◆ **What to work on**
When you copy the records that follow, please keep every word exactly as it is and leave out the pictures.

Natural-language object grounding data
========

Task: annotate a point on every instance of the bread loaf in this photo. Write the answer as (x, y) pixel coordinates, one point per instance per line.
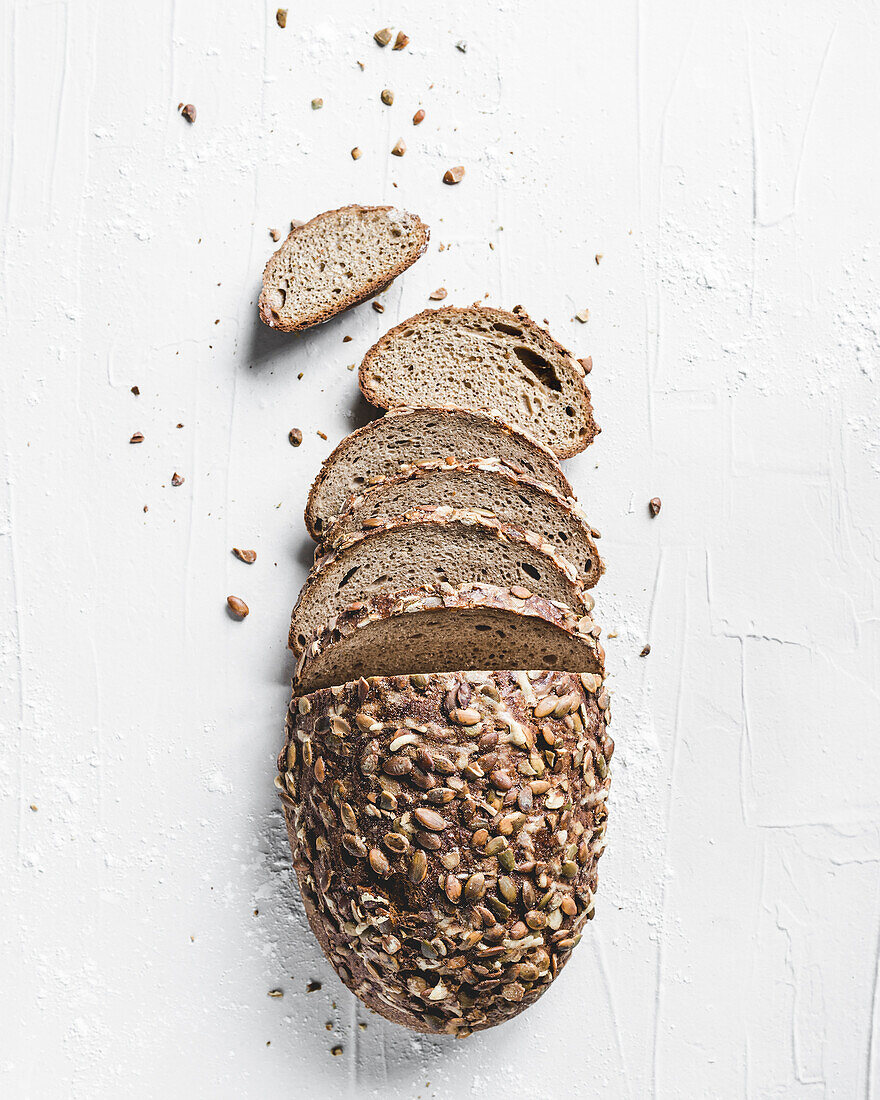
(446, 831)
(439, 627)
(406, 437)
(486, 360)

========

◆ **Written answer**
Task: annotate a point on every instance of the bread loaf in this photo. Write the answer as (x, y) pixel coordinates, one point per instance per line.
(446, 831)
(439, 627)
(406, 437)
(486, 360)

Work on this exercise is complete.